Available data ▸

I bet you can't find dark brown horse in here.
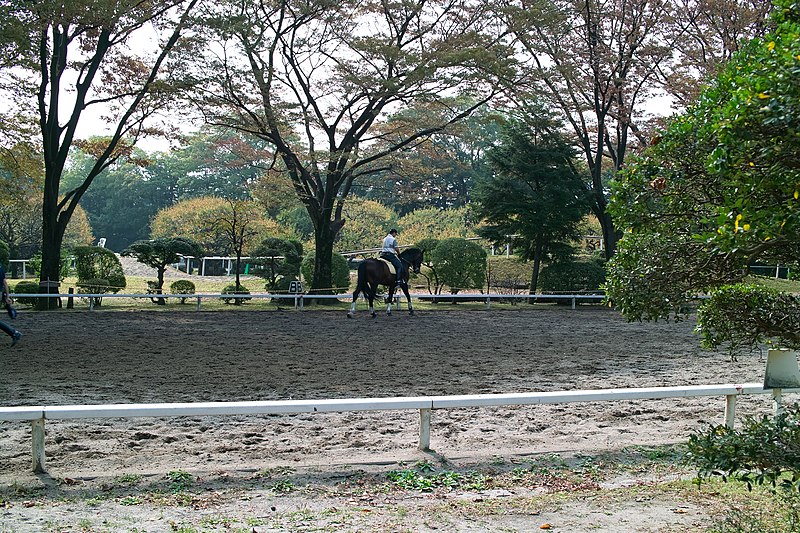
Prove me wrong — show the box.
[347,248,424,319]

* * *

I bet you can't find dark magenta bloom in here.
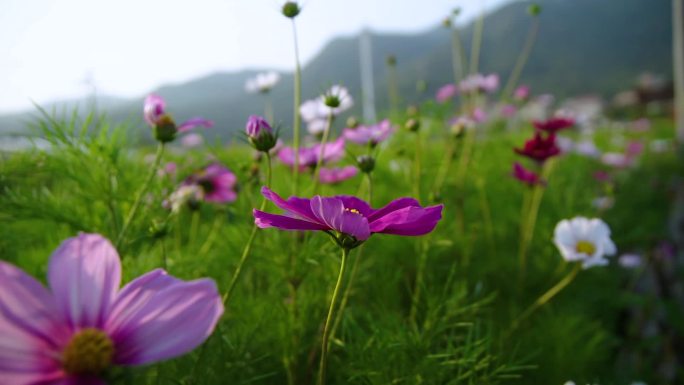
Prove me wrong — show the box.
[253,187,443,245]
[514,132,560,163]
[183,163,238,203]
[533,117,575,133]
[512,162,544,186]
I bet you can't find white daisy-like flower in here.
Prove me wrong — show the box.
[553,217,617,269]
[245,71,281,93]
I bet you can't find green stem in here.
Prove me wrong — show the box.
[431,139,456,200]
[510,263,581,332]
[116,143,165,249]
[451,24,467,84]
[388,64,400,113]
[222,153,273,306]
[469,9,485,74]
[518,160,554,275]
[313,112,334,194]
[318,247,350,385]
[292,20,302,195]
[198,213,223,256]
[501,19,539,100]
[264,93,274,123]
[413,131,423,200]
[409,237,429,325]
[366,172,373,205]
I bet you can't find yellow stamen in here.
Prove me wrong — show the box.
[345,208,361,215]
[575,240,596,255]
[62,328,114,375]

Exercise prompt ▸
Tally the lines of the data that hold the string "dark". Answer with the number and nothing more.

Answer for this exercise ▸
2